Quantum mechanics normally shows its influence only for tiny particles at ultralow temperatures, but the team mixed electrons with light to synthesise supersized quantum particles the thickness of a human hair, that behave like superconductors.

Building microscopic cavities which tightly trap light into the vicinity of within the chip, they produced new particles called ‘polaritons’ which weigh very little, encouraging them to roam widely.

Dr. Gab Christmann working with Professor Jeremy Baumberg and Dr. Natalia Berloff of the University of Cambridge, together with a team in Crete, produced the special new samples needed which allow the polaritons to flow around at will without getting stuck.

Injecting them in two laser spots, they found that the resulting quantum fluid spontaneously started oscillating backwards and forwards, in the process forming some of the most characteristic quantum pendulum states known to scientists, but thousands of times larger than normal.

According to Christmann: “These polaritons overwhelmingly prefer to march in step with each other, entangling themselves quantum mechanically.”

The resulting quantum liquid has some peculiar properties, including trying to repel itself. It can also only swirl around in fixed amounts, producing vortices laid out in regular lines.

-=-=-=-=-

## OBJECTIVE 1
Name every person mentioned in the polariton text above, including each one's title.

## INPUT DATA
-=-=-=-=-

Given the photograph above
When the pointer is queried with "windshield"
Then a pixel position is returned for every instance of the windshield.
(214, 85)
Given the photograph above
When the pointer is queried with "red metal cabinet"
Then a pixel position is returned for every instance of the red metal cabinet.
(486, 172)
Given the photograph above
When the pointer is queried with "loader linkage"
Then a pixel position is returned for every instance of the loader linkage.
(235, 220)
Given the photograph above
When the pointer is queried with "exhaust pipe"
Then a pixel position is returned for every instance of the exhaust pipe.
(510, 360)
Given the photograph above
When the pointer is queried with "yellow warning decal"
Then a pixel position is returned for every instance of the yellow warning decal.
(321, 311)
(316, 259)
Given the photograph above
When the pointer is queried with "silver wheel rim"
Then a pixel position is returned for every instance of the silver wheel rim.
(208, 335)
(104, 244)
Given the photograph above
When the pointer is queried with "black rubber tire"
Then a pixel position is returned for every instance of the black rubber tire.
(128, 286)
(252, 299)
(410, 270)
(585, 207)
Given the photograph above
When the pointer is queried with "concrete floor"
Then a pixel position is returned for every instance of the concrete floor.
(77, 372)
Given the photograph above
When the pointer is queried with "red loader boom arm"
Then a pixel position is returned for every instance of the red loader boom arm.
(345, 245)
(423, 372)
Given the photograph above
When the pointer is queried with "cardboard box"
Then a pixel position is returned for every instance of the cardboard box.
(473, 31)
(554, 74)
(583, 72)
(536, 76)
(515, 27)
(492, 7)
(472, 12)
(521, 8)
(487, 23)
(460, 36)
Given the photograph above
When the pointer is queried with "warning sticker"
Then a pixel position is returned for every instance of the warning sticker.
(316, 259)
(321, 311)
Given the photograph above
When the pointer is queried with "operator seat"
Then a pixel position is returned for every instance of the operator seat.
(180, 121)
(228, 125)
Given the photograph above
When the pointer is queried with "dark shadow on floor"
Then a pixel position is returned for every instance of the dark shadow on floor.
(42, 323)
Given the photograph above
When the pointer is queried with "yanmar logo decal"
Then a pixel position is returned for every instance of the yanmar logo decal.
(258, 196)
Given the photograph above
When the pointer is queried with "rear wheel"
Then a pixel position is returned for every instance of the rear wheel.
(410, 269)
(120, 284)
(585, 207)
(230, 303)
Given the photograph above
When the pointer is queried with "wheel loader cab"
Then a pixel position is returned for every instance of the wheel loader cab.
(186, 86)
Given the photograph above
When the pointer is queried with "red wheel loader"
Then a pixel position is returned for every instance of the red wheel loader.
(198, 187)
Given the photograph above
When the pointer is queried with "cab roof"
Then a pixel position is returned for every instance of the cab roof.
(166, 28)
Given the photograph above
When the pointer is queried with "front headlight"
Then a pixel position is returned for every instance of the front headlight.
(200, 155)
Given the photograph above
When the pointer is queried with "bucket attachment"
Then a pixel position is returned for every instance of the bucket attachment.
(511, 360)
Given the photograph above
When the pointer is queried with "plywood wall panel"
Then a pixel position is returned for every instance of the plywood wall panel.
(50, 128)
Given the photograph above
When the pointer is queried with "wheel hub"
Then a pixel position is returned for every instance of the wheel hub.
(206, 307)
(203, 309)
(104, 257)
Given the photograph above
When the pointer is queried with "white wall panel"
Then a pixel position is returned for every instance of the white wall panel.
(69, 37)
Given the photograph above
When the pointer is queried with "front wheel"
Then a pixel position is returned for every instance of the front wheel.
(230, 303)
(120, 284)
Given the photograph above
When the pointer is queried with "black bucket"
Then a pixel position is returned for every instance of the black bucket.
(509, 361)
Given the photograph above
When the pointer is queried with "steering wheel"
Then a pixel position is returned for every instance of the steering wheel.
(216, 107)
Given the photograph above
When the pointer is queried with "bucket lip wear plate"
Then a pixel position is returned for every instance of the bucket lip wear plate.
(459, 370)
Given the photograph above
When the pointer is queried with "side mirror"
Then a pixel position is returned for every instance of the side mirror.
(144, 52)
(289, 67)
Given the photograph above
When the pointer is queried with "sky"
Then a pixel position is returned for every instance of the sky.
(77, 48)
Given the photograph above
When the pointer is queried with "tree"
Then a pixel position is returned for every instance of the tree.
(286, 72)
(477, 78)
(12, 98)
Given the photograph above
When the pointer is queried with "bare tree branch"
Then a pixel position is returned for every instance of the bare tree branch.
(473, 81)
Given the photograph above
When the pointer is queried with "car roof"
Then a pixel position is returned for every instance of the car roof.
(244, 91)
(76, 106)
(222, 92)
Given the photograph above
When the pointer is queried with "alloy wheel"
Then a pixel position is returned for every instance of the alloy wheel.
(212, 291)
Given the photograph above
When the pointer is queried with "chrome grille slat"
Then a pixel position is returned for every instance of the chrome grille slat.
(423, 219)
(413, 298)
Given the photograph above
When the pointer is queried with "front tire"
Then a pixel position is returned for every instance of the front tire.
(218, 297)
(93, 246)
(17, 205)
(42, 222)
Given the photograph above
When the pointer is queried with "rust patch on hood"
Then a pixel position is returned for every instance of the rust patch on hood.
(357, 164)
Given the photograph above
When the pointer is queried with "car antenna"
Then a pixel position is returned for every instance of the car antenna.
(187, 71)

-=-=-=-=-

## OBJECTIVE 2
How many lines of the listing above contain the word "patch"? Give only the number.

## FINISHED ANSWER 1
Dr. Gab Christmann, Professor Jeremy Baumberg, Dr. Natalia Berloff

## FINISHED ANSWER 2
2